Point-annotation data
_____
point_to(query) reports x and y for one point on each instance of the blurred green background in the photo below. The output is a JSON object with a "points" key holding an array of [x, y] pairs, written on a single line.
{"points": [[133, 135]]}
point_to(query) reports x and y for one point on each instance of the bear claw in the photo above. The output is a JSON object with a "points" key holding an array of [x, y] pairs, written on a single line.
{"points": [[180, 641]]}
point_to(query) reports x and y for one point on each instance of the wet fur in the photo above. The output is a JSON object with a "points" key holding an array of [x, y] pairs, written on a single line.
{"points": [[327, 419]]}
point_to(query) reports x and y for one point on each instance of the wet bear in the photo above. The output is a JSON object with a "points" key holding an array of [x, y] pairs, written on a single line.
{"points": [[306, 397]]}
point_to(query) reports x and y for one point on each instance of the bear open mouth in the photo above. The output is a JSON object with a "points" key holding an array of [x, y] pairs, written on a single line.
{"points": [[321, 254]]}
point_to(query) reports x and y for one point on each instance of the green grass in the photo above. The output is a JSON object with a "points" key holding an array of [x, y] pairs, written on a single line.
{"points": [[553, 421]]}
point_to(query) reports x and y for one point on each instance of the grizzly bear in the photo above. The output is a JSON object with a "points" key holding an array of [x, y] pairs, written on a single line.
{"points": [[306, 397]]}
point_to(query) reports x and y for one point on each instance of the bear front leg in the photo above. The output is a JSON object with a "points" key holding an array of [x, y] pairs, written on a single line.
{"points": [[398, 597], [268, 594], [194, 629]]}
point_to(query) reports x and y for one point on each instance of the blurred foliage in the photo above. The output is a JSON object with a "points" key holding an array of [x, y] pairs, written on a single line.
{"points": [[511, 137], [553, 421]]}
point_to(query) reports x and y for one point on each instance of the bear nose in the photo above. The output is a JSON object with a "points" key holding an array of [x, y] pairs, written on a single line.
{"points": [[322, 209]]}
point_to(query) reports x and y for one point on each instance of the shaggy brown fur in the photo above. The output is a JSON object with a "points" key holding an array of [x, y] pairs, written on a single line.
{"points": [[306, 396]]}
_____
• [Task prompt] Duplicate every line of the data above without changing anything.

• [Response to the exercise]
point_to(query) reports x and y for one point on each instance of the blurred green background in the photo below. The output is a JSON object with a "points" key holding an array of [x, y] pairs, written on a single line.
{"points": [[133, 135]]}
point_to(query) reports x and y for one point on each instance of the bear claw in the photo above. The output is a JSON object with a "points" key holding an array of [x, y] pairs, written on a single line.
{"points": [[180, 641]]}
point_to(query) reports x and y for one point on each instance of the wet fur in the photo above. The output is a JSON object with a "points" key holding an array of [x, y] pairs, written on a single line.
{"points": [[327, 419]]}
point_to(query) reports x and y for one point on each instance of the wet bear in the photo above. The output is a JSON object with a "points" key holding an array of [x, y] pairs, written on a single line.
{"points": [[306, 397]]}
point_to(query) reports x and y for one point on each instance of the bear open mouth in the photo above. The output is a JSON object with a "points" key holding an array of [x, y] pairs, written on a single line.
{"points": [[321, 254]]}
point_to(query) reports x and y for one point on each instance of the green grass in the photo above. The output is a JSON object with a "points" key holding an array of [x, y] pairs, written on a single line.
{"points": [[553, 421]]}
point_to(query) reports x and y for one point on each instance of the grizzly bear in the photo above. The output is a JSON object with a "points" key holding an array of [x, y] pairs, written on a single line.
{"points": [[306, 397]]}
point_to(query) reports x and y for one point on each instance of the bear front leg in the photo above. The output is a JSON object with a "points" key holding an array of [x, y] pairs, written on a single line.
{"points": [[398, 597], [268, 594], [194, 629]]}
point_to(query) reports x and y for one point on each instance of the blurred foliage in the photo above. The output is a JSON object with a "points" key holding an array of [x, y] pairs, written on a single line.
{"points": [[511, 137], [553, 421]]}
point_to(query) reports x and y for one point on each instance of the bear nose in the photo above. The output is a JSON object with a "points" key holding an array of [x, y] pairs, written on a single line.
{"points": [[322, 209]]}
point_to(query) reports x and y for one point on each instance of the shaggy brown fur in the photo above. The output is a JSON object with a "points" key holding an array of [x, y] pairs, written on a single line.
{"points": [[306, 396]]}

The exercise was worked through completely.